## Vorliegender Text
Streich schaute einen Moment zu, dann beorderte er den jungen Grempler in das Mittelfeld als "Auffänger" für Ernst. Schuster gegen Anders und Siersleben gegen Doll. "Da hat der Frank gegen einen Klassemann doch gut bestanden", sagte der FCM-Coach. Auf meine Frage, ob doch nicht mehr Schnelligkeit gegen den Berliner angebracht wäre, meinte "Strich" entwaffnend: "Frank ist doch der Schnellste." Bliebe zu registrieren, daß seine Mannen vor der Führung schon in Rückstand geraten hätten können (ja, müssen). Doch nach Solo traf Doll nur ans Außennetz (18.), und nach Dolls Vorlage schoß Küttner wie ein Erstling auf dem Jahrmarkt in die Wolken (25.). "Na, dann werde ich mir das noch einmal per Video ansehen", so Streichs letzter Satz. Was tun? Sprach Peter Rohde, als Reich davonhumpelte (Sprunggelenk oder Mittelfuß).

Er schickte Lenz auf den Platz, doch der hatte gerade 90 Minuten Nachwuchs in den Beinen. "Passiert nicht wieder. Aber mit Abwehrveränderungen hatte ich nicht gerechnet, höchstens nach vorn was zu riskieren", sinnierte der Trainer. Doch dazu kam er nicht, denn zur Pause mußte sein Bruder Frank wegen einer wieder aufgebrochenen Oberschenkelverletzung passen. Kannten Sie, verehrter Leser, bisher ein FCB-Deckungszentrum Lenz-Buder-Herzog? Wohl kaum. Die Berliner präsentierten es. Daran lag die Niederlage aber nicht, wohl mehr, daß der Berliner Klub erst nach Anders Kopfballtor nach vorn mehr wollte. Doch da war der FCM schon obenauf. Auf den Boden bekam ihn niemand mehr.

## Bereitgestellte Zeilen
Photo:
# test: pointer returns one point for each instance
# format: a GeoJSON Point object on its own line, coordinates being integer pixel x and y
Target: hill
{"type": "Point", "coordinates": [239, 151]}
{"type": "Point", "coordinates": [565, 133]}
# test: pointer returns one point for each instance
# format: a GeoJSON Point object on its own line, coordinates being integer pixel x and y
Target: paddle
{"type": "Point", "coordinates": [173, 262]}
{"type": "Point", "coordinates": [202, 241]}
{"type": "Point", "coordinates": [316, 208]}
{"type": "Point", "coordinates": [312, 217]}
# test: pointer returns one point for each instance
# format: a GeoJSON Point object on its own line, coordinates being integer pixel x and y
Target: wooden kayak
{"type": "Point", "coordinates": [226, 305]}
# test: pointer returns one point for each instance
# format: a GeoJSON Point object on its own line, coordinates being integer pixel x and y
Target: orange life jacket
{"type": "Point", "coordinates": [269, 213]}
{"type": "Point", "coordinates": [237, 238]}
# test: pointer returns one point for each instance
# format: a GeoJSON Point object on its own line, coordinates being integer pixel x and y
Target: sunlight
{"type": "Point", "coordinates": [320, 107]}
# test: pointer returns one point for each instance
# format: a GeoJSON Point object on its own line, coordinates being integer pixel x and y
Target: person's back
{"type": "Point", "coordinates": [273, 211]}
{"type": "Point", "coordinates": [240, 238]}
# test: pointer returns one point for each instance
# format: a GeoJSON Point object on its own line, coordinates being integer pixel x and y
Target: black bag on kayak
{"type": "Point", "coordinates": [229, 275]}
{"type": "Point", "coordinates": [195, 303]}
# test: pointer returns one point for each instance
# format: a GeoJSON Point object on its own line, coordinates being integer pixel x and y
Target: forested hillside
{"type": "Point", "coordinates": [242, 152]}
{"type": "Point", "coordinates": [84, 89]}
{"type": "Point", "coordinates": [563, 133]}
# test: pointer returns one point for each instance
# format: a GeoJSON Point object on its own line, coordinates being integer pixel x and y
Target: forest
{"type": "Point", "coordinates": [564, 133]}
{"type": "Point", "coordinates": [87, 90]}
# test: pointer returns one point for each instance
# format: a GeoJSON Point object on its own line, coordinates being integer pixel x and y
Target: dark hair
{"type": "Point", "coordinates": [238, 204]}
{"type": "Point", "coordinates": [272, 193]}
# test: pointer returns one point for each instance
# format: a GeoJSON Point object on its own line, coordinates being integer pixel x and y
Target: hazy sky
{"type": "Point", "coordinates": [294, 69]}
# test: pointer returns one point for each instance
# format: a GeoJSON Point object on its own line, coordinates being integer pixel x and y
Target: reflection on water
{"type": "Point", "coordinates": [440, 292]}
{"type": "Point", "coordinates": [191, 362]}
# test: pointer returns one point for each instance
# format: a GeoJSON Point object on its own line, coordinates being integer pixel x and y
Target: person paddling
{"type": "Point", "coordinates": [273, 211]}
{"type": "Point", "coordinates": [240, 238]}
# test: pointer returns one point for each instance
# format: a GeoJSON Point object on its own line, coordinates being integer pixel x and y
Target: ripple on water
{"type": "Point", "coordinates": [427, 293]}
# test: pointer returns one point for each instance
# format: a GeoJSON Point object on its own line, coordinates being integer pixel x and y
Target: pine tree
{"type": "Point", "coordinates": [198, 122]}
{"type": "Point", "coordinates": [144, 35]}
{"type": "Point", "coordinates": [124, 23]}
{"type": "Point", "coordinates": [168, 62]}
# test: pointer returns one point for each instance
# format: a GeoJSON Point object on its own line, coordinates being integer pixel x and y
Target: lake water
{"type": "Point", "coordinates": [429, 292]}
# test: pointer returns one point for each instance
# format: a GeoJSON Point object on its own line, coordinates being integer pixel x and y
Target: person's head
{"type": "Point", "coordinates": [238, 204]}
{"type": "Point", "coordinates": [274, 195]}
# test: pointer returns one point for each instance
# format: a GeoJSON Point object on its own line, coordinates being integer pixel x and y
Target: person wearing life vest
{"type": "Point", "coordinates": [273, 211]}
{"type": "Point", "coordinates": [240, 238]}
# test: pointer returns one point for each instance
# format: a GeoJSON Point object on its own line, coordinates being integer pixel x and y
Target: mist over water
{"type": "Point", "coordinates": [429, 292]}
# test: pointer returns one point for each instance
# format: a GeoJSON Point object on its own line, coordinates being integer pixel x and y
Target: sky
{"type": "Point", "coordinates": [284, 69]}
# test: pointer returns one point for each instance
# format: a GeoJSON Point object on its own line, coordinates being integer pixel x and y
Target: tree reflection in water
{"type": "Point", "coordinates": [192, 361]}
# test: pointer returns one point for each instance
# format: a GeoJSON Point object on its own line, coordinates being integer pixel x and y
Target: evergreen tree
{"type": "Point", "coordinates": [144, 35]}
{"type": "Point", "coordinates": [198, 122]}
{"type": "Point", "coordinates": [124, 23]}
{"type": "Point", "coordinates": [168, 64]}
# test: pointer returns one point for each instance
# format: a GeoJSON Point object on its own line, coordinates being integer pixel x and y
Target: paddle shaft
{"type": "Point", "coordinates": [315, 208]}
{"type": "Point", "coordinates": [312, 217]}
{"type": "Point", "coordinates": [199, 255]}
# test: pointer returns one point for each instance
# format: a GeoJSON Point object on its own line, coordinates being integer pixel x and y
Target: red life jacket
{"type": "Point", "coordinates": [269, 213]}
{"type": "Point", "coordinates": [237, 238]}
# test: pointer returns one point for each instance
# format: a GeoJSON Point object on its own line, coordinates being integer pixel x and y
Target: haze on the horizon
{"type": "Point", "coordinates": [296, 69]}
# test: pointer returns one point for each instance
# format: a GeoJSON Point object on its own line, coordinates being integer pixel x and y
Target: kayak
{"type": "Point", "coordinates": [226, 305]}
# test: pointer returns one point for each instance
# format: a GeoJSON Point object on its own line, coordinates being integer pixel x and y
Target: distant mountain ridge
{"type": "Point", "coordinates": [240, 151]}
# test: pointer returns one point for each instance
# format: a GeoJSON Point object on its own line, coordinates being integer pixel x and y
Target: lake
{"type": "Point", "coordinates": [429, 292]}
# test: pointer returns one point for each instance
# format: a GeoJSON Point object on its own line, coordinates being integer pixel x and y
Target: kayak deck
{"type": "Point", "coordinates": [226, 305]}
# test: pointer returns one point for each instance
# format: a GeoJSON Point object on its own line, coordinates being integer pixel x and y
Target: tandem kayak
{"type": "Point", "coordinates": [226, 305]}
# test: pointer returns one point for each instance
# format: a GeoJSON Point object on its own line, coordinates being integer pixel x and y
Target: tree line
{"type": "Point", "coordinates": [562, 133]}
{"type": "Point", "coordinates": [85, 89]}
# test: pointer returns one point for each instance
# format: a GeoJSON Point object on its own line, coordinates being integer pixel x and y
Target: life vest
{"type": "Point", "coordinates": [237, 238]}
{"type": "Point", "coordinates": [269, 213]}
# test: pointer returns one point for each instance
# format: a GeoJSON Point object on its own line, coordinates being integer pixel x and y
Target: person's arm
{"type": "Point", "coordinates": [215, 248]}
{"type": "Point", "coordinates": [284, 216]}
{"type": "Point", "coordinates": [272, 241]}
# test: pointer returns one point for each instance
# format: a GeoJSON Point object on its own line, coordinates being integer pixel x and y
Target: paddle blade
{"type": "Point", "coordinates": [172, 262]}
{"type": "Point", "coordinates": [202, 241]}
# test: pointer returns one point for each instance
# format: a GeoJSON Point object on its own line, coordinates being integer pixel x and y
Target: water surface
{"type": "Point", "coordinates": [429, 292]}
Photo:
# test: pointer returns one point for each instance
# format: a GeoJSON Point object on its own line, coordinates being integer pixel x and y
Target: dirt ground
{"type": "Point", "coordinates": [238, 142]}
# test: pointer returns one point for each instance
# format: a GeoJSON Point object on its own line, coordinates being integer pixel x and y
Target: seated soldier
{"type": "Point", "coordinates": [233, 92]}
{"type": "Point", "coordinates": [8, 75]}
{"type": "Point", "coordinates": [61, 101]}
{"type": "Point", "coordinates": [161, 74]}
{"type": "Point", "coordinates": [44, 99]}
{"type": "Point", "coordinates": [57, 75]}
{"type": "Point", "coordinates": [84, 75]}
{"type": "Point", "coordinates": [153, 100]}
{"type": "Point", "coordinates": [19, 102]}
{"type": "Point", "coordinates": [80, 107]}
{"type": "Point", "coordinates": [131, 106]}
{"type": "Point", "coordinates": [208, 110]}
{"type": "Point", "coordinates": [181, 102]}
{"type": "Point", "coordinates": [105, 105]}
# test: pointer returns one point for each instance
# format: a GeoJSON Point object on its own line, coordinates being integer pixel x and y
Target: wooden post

## Aufgabenstellung
Welche Aussagen gibt der Spielbericht als wörtliche Rede in Anführungszeichen wieder? Gemeint sind ganze Sätze, nicht einzelne Wörter oder Spitznamen. Die Zeilen stehen in keinem Zusammenhang mit dem Spielbericht.

## Gelöste Aufgabe
- "Da hat der Frank gegen einen Klassemann doch gut bestanden"
- "Frank ist doch der Schnellste."
- "Na, dann werde ich mir das noch einmal per Video ansehen"
- "Passiert nicht wieder. Aber mit Abwehrveränderungen hatte ich nicht gerechnet, höchstens nach vorn was zu riskieren"